Task instructions: Put every line of the records below into a numbered list, leaving out the blank lines.
━━━━━━━━━━━━━━━━━━━━━━━━━━━━━━
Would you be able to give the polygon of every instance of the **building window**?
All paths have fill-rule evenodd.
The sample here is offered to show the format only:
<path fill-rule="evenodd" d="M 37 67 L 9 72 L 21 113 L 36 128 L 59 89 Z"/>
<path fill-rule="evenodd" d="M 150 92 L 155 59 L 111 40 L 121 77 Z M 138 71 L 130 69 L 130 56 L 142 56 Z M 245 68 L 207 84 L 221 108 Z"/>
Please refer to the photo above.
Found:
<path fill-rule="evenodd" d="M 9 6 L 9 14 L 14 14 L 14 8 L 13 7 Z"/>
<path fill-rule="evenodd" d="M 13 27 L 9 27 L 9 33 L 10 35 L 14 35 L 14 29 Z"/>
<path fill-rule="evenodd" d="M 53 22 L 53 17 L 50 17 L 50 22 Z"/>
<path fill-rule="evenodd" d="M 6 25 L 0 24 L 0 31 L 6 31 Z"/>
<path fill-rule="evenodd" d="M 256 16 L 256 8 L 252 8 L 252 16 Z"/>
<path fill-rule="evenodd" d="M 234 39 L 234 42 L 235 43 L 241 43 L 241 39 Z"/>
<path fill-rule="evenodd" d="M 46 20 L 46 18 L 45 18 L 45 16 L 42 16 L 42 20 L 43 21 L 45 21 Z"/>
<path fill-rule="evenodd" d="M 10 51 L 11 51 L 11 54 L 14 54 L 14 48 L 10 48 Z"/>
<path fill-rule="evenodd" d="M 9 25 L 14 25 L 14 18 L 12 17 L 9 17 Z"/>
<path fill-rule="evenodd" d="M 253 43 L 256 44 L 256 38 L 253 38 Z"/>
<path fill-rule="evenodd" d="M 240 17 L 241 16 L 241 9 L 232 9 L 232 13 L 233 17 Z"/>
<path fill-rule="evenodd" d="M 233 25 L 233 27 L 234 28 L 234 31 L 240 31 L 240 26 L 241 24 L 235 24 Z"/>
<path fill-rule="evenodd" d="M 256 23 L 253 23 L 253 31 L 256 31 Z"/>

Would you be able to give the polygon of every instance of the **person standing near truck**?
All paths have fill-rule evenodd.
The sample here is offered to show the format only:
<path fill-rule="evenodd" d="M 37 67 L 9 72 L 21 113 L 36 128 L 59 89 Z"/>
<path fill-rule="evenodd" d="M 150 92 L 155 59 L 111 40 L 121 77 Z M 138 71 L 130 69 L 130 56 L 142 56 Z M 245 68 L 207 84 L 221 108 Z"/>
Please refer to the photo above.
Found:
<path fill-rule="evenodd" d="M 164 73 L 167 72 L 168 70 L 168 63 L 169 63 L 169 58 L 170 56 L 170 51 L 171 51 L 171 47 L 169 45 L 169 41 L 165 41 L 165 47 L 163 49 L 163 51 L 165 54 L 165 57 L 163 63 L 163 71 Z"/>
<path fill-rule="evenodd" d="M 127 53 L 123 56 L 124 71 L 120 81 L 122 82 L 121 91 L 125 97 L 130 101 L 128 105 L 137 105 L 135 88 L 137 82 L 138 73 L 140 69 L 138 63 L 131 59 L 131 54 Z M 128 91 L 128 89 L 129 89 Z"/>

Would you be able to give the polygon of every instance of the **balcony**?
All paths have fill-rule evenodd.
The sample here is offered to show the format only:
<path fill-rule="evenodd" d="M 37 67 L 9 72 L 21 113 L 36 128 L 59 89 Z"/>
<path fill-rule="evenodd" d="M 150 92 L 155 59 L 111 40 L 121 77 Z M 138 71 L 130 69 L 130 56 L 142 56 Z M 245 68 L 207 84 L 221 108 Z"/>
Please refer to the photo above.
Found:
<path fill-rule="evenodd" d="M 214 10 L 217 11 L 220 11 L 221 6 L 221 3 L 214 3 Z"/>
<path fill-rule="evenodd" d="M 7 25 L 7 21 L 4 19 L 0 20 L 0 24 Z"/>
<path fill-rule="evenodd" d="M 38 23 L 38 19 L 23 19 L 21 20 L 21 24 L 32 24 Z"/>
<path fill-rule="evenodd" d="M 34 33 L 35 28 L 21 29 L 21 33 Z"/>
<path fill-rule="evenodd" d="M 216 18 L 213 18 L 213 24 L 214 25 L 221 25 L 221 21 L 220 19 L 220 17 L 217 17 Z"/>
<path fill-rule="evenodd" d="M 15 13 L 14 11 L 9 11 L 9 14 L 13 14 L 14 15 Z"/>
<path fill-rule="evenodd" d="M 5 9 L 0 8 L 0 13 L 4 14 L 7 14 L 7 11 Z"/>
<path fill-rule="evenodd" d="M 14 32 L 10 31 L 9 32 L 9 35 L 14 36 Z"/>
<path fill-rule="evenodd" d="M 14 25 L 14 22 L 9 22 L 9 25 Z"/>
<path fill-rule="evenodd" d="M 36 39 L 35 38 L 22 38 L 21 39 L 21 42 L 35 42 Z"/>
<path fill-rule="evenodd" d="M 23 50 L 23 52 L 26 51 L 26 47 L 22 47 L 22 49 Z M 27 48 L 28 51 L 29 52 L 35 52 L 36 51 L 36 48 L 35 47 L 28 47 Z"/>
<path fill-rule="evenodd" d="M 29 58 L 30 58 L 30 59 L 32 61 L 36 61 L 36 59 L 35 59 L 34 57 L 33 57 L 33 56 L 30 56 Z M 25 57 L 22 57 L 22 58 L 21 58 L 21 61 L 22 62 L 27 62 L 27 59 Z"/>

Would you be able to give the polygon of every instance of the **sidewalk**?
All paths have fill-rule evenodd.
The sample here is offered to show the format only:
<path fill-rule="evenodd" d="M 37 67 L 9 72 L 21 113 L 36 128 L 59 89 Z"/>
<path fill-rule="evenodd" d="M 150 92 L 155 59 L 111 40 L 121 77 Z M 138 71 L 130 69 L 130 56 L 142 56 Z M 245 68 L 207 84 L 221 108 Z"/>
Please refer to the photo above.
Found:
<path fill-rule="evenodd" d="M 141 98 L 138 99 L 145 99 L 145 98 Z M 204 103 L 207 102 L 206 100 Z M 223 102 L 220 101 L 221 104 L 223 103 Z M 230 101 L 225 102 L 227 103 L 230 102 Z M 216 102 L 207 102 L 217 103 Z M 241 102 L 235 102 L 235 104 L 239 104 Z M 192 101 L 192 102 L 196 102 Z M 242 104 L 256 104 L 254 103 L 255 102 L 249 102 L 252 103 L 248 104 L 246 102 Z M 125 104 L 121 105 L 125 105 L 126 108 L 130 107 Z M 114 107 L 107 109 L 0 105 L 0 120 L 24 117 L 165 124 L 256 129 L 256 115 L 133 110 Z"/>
━━━━━━━━━━━━━━━━━━━━━━━━━━━━━━
Reply:
1. Would you be able to give the polygon of every instance of the **building window**?
2. All paths have fill-rule evenodd.
3. The sample here is offered to show the format only:
4. <path fill-rule="evenodd" d="M 37 67 L 9 72 L 21 113 L 36 128 L 59 89 Z"/>
5. <path fill-rule="evenodd" d="M 150 92 L 155 59 L 111 40 L 121 77 Z M 138 71 L 130 69 L 130 56 L 142 56 Z M 245 68 L 207 84 L 221 108 Z"/>
6. Please refer to the photo above.
7. Found:
8. <path fill-rule="evenodd" d="M 9 6 L 9 14 L 14 14 L 14 8 L 13 7 Z"/>
9. <path fill-rule="evenodd" d="M 13 27 L 9 27 L 9 33 L 10 35 L 14 35 L 14 29 Z"/>
10. <path fill-rule="evenodd" d="M 53 22 L 53 17 L 50 17 L 50 22 Z"/>
11. <path fill-rule="evenodd" d="M 6 25 L 0 24 L 0 31 L 6 31 Z"/>
12. <path fill-rule="evenodd" d="M 256 16 L 256 8 L 252 8 L 252 16 Z"/>
13. <path fill-rule="evenodd" d="M 234 39 L 234 42 L 235 43 L 241 43 L 241 39 Z"/>
14. <path fill-rule="evenodd" d="M 46 20 L 46 18 L 45 18 L 45 16 L 42 16 L 42 20 L 43 21 L 45 21 Z"/>
15. <path fill-rule="evenodd" d="M 10 51 L 11 51 L 11 54 L 14 54 L 14 48 L 10 48 Z"/>
16. <path fill-rule="evenodd" d="M 9 25 L 14 25 L 14 18 L 12 17 L 9 17 Z"/>
17. <path fill-rule="evenodd" d="M 253 43 L 256 44 L 256 38 L 253 38 Z"/>
18. <path fill-rule="evenodd" d="M 240 17 L 241 16 L 241 9 L 232 9 L 232 13 L 233 17 Z"/>
19. <path fill-rule="evenodd" d="M 233 25 L 233 27 L 234 28 L 234 31 L 240 31 L 240 26 L 241 24 L 235 24 Z"/>
20. <path fill-rule="evenodd" d="M 256 23 L 253 23 L 253 31 L 256 31 Z"/>
21. Would you be able to give the polygon of every instance of the **person standing near truck**?
22. All paths have fill-rule evenodd.
23. The sample here is offered to show the format only:
24. <path fill-rule="evenodd" d="M 37 67 L 9 72 L 21 113 L 36 128 L 59 89 Z"/>
25. <path fill-rule="evenodd" d="M 150 92 L 155 59 L 111 40 L 121 77 Z M 138 71 L 130 69 L 130 56 L 142 56 Z M 245 68 L 207 84 L 221 108 Z"/>
26. Please refer to the photo above.
27. Found:
28. <path fill-rule="evenodd" d="M 164 73 L 167 72 L 168 70 L 168 63 L 169 63 L 169 58 L 170 56 L 170 51 L 171 51 L 171 47 L 169 45 L 169 41 L 165 41 L 165 47 L 163 49 L 163 51 L 165 54 L 165 57 L 163 63 L 163 71 Z"/>
29. <path fill-rule="evenodd" d="M 127 53 L 123 56 L 124 71 L 120 81 L 122 82 L 121 91 L 125 97 L 130 101 L 128 105 L 137 105 L 135 88 L 137 82 L 138 73 L 140 69 L 138 63 L 131 59 L 131 54 Z M 128 91 L 128 89 L 129 89 Z"/>
30. Would you be able to give the polygon of every instance of the **balcony**?
31. All paths have fill-rule evenodd.
32. The sample here is offered to show the format only:
33. <path fill-rule="evenodd" d="M 37 67 L 9 72 L 21 113 L 36 128 L 59 89 Z"/>
34. <path fill-rule="evenodd" d="M 150 92 L 155 59 L 111 40 L 121 77 Z M 138 71 L 130 69 L 130 56 L 142 56 Z M 245 68 L 207 84 L 221 108 Z"/>
35. Please refer to the photo above.
36. Found:
37. <path fill-rule="evenodd" d="M 214 10 L 217 11 L 220 11 L 221 6 L 221 3 L 214 3 Z"/>
38. <path fill-rule="evenodd" d="M 7 25 L 7 21 L 4 19 L 0 20 L 0 24 Z"/>
39. <path fill-rule="evenodd" d="M 38 23 L 38 19 L 23 19 L 21 20 L 21 24 L 32 24 Z"/>
40. <path fill-rule="evenodd" d="M 34 33 L 35 28 L 21 29 L 21 33 Z"/>
41. <path fill-rule="evenodd" d="M 216 18 L 213 18 L 213 24 L 214 25 L 221 25 L 221 21 L 220 19 L 220 17 L 217 17 Z"/>
42. <path fill-rule="evenodd" d="M 15 13 L 14 11 L 9 11 L 9 14 L 13 14 L 14 15 Z"/>
43. <path fill-rule="evenodd" d="M 5 9 L 0 8 L 0 13 L 4 14 L 7 14 L 7 11 Z"/>
44. <path fill-rule="evenodd" d="M 14 32 L 10 31 L 9 32 L 9 35 L 14 36 Z"/>
45. <path fill-rule="evenodd" d="M 14 25 L 14 22 L 9 22 L 9 25 Z"/>
46. <path fill-rule="evenodd" d="M 36 39 L 35 38 L 22 38 L 21 39 L 21 42 L 35 42 Z"/>
47. <path fill-rule="evenodd" d="M 23 50 L 23 52 L 26 51 L 26 47 L 22 47 L 22 49 Z M 27 48 L 28 51 L 29 52 L 35 52 L 36 51 L 36 48 L 35 47 L 28 47 Z"/>
48. <path fill-rule="evenodd" d="M 29 58 L 30 58 L 30 59 L 32 61 L 36 61 L 36 59 L 35 59 L 34 57 L 33 57 L 33 56 L 30 56 Z M 25 57 L 22 57 L 22 58 L 21 58 L 21 61 L 22 62 L 27 62 L 27 59 Z"/>
49. Would you be able to give the polygon of every instance of the **sidewalk**?
50. All paths have fill-rule evenodd.
51. The sample here is offered to show the format only:
52. <path fill-rule="evenodd" d="M 37 67 L 9 72 L 21 113 L 36 128 L 59 89 Z"/>
53. <path fill-rule="evenodd" d="M 150 92 L 155 59 L 111 40 L 121 77 Z M 138 71 L 130 69 L 130 56 L 142 56 Z M 245 68 L 207 84 L 221 108 Z"/>
54. Please refer to the photo above.
55. Found:
56. <path fill-rule="evenodd" d="M 141 98 L 138 99 L 145 99 L 145 98 Z M 204 103 L 207 102 L 206 100 Z M 223 102 L 220 101 L 221 104 L 223 103 Z M 230 101 L 225 102 L 227 103 L 230 102 Z M 216 102 L 207 102 L 217 103 Z M 241 102 L 235 102 L 235 104 L 239 104 Z M 192 101 L 192 102 L 196 102 Z M 242 104 L 256 104 L 254 103 L 255 102 L 249 102 L 252 103 L 248 104 L 246 102 Z M 125 104 L 121 105 L 125 105 L 126 108 L 130 107 Z M 114 107 L 107 109 L 0 105 L 0 120 L 24 117 L 165 124 L 256 129 L 256 115 L 133 110 Z"/>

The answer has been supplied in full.